Work order 1: In the podcast page on new beginnings below, shorten the paragraph beginning "In this episode of Centering Kids" while keeping its main facts.
Work order 2: Write the next part of the podcast page on helping children through new beginnings, picking up after its final sentence.

=== Selected passage ===

Podcast: Helping Your Child Navigate New Beginnings
Change can be scary, that’s why experts at the Florida Center for Early Childhood recommend helping your child navigate new beginnings through open dialogue and encouragement.
Whether it’s moving to a new house, hanging out with a new group of friends, or starting a new school, children can be apprehensive when it comes to change. That’s why it’s important for parents to mentally and emotionally prepare their children to go back to school or face other new beginnings.
In this episode of Centering Kids, early childhood advice from the experts at The Florida Center, host Kristen Theisen interviews school-based mental health therapist, Tia Nagel, on how parents can go about helping their child navigate new beginnings by creating a mental health checklist to help ease any anxiety their child might face. Nagel, who serves students and their families at Taylor Ranch Elementary School in Venice Fla., also stresses the importance of exercising as a family, experiencing things together, and opening up to your child.

=== Supplied material ===

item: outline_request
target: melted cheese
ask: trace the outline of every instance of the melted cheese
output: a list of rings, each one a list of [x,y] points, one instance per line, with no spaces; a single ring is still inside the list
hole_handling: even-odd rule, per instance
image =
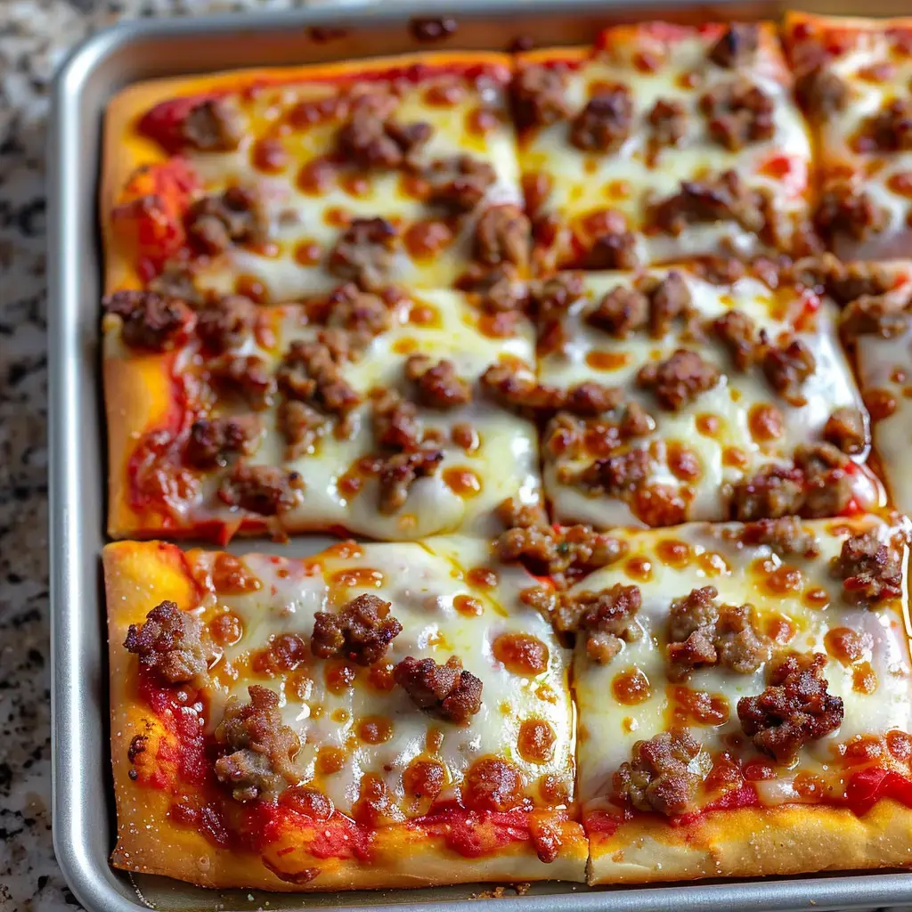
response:
[[[651,270],[664,275],[668,270]],[[773,341],[782,334],[791,335],[793,322],[805,306],[816,306],[815,295],[800,295],[783,289],[772,291],[753,278],[742,278],[731,286],[713,285],[679,270],[690,290],[692,306],[701,319],[712,319],[728,310],[738,309],[750,316],[758,330],[765,329]],[[631,286],[636,276],[627,273],[583,274],[585,295],[567,310],[562,328],[566,344],[562,351],[540,358],[539,377],[543,383],[567,389],[575,384],[596,379],[624,390],[627,399],[638,401],[655,420],[655,430],[636,441],[651,448],[654,457],[649,484],[666,485],[675,491],[689,487],[693,493],[688,518],[721,520],[728,516],[727,490],[734,482],[753,475],[762,465],[787,463],[795,448],[803,443],[820,441],[824,425],[834,409],[853,406],[863,409],[849,366],[834,330],[835,308],[823,302],[809,329],[794,334],[811,349],[816,369],[802,386],[803,405],[793,405],[778,396],[758,368],[741,372],[734,369],[730,355],[714,338],[694,342],[689,339],[679,322],[662,338],[647,332],[633,333],[624,339],[589,326],[587,311],[608,291],[620,285]],[[659,409],[648,390],[637,388],[637,373],[644,365],[668,358],[678,348],[696,350],[719,368],[721,377],[711,389],[701,393],[679,411]],[[590,362],[594,353],[606,353],[614,369],[596,370]],[[597,355],[596,355],[597,358]],[[597,360],[596,360],[597,363]],[[750,425],[753,406],[772,404],[782,416],[782,433],[775,440],[758,440]],[[707,432],[701,418],[712,416],[718,430]],[[667,448],[678,443],[696,454],[701,475],[695,482],[679,481],[668,467]],[[657,448],[657,444],[662,447]],[[737,451],[741,461],[731,464],[726,452]],[[592,456],[576,460],[561,458],[545,462],[544,478],[548,496],[562,522],[586,522],[600,527],[636,523],[628,506],[619,500],[590,497],[583,490],[560,481],[562,471],[585,468]],[[859,472],[854,477],[855,497],[865,507],[878,503],[879,491],[874,477]]]
[[[354,553],[352,553],[352,551]],[[194,552],[194,573],[205,575],[214,555]],[[244,558],[247,570],[262,583],[259,591],[240,596],[205,596],[197,613],[204,619],[227,609],[243,623],[244,634],[224,649],[210,672],[206,687],[212,730],[231,696],[246,700],[246,688],[261,683],[282,699],[281,711],[301,741],[295,762],[301,782],[312,782],[346,813],[358,798],[361,777],[379,776],[406,815],[402,773],[415,758],[432,757],[446,770],[440,795],[458,797],[466,772],[484,756],[508,760],[521,772],[534,803],[547,804],[538,790],[543,776],[553,777],[560,790],[573,795],[575,770],[574,715],[568,688],[569,656],[550,625],[518,598],[532,580],[524,571],[498,567],[492,588],[476,588],[466,573],[490,565],[486,543],[463,538],[430,539],[422,544],[337,545],[316,557],[285,560],[262,554]],[[352,585],[346,585],[346,576]],[[317,611],[337,611],[356,596],[369,592],[392,603],[390,614],[402,625],[384,663],[407,656],[445,663],[458,656],[463,668],[483,682],[482,709],[467,725],[435,720],[421,712],[400,688],[379,690],[368,683],[368,669],[358,668],[351,687],[340,692],[326,686],[326,672],[335,660],[308,657],[303,668],[267,679],[252,675],[245,657],[268,646],[280,634],[296,634],[309,643]],[[459,596],[478,601],[477,616],[461,613]],[[547,648],[544,670],[534,676],[508,670],[494,656],[492,644],[503,634],[525,634]],[[338,663],[336,663],[338,664]],[[355,668],[354,666],[352,666]],[[293,683],[294,682],[294,683]],[[339,689],[336,689],[339,690]],[[302,696],[304,694],[304,696]],[[358,737],[359,723],[378,718],[389,723],[390,736],[381,743]],[[554,736],[548,759],[530,761],[517,748],[523,721],[538,720]],[[429,730],[440,733],[437,751],[429,751]],[[320,772],[316,758],[325,748],[344,754],[337,772]]]
[[[668,644],[666,625],[669,605],[674,598],[687,596],[692,589],[713,586],[719,590],[720,605],[752,605],[759,626],[770,619],[787,619],[793,628],[793,637],[784,648],[798,652],[826,653],[824,637],[835,627],[848,627],[865,637],[863,654],[852,664],[843,664],[831,655],[824,669],[829,691],[842,698],[845,718],[832,734],[811,741],[801,751],[795,766],[828,780],[838,781],[843,767],[837,762],[838,745],[857,735],[882,736],[891,729],[908,731],[912,726],[912,701],[909,685],[912,669],[909,648],[902,614],[906,604],[905,573],[901,600],[885,603],[877,608],[854,607],[842,598],[841,581],[829,574],[828,564],[839,554],[841,542],[850,533],[876,527],[882,541],[888,541],[890,528],[879,520],[865,518],[852,523],[832,520],[805,523],[813,529],[820,544],[819,556],[806,560],[789,557],[782,560],[772,554],[767,545],[744,545],[726,533],[736,530],[733,523],[708,525],[693,523],[653,532],[627,532],[621,537],[629,545],[625,560],[592,574],[578,583],[574,591],[599,591],[616,583],[637,585],[642,594],[642,607],[637,617],[645,627],[644,636],[625,643],[621,651],[607,664],[596,665],[586,656],[579,644],[574,659],[574,680],[579,711],[579,798],[585,807],[594,809],[603,804],[612,792],[611,781],[621,763],[628,762],[636,741],[648,740],[671,724],[669,690],[667,684],[665,649]],[[686,543],[691,557],[682,567],[663,561],[657,546],[664,541]],[[631,560],[648,562],[649,578],[643,581],[631,574]],[[766,584],[767,575],[756,569],[756,562],[772,562],[772,567],[787,564],[801,571],[799,591],[773,590]],[[639,562],[641,565],[641,561]],[[903,558],[905,566],[905,555]],[[813,606],[804,595],[814,589],[824,590],[827,602]],[[866,636],[865,636],[866,635]],[[876,676],[876,689],[872,693],[859,690],[855,673],[869,663]],[[636,668],[649,681],[649,696],[636,705],[624,705],[614,697],[612,682],[619,672]],[[720,668],[698,668],[680,682],[692,690],[720,695],[729,709],[729,718],[718,725],[691,721],[688,728],[702,745],[703,752],[716,754],[731,751],[745,760],[763,760],[750,745],[732,747],[722,738],[741,732],[737,703],[741,697],[761,693],[765,683],[765,668],[752,674],[738,674]],[[698,757],[695,768],[704,773],[708,758]],[[786,778],[790,775],[782,771]],[[793,769],[793,772],[794,769]],[[775,782],[781,782],[777,777]],[[789,790],[768,788],[762,799],[770,803],[790,800]]]
[[[566,121],[541,130],[521,149],[523,173],[550,179],[544,211],[572,223],[610,209],[623,213],[632,231],[642,231],[650,200],[677,193],[683,181],[733,169],[749,187],[769,192],[775,211],[796,224],[807,214],[810,140],[792,101],[791,82],[778,45],[766,33],[764,38],[755,61],[735,71],[709,62],[710,42],[695,32],[665,44],[651,41],[648,30],[643,30],[628,43],[616,45],[573,70],[567,88],[572,110],[582,109],[597,93],[599,83],[620,84],[629,88],[633,120],[623,145],[609,154],[584,152],[573,146]],[[658,58],[654,71],[637,67],[633,58],[640,52]],[[560,59],[559,53],[554,57]],[[700,98],[739,76],[746,77],[772,100],[775,129],[771,139],[730,151],[706,134],[707,119],[700,110]],[[661,150],[653,162],[648,154],[652,132],[648,118],[659,99],[683,105],[688,130],[679,147]],[[782,168],[764,169],[773,160],[784,160],[784,173]],[[637,254],[641,263],[658,263],[718,253],[725,245],[742,254],[763,248],[755,234],[725,222],[694,225],[679,237],[641,234]]]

===

Expected answer 1: On Centering Kids, The Florida Center's early childhood advice podcast, host Kristen Theisen talks with Tia Nagel, a school-based mental health therapist at Taylor Ranch Elementary School in Venice, Fla. Nagel explains how parents can ease a child's anxiety about new beginnings by creating a mental health checklist. She also urges families to exercise together, share experiences, and open up to their children.

Expected answer 2:
“The first day of school can be tough on little kiddos for sure,” said Nagel. “We have a lot of little kids just starting school, a lot of little kindergartners who are very confused about where to go, what to do, or how to act, and it all can be very overwhelming. A lot of it comes down to fitting in, meeting new classmates, finding new friends, and also developing new relationships with a new authority-like figure, a teacher, that they see five days a week.”
According to Nagel, parents often expect their children to share their feelings, but never think about expressing their own feelings of uncertainty or apprehension with their child. She also warns about the infamous “I need to talk to you” phrase which can automatically evoke stressful feelings.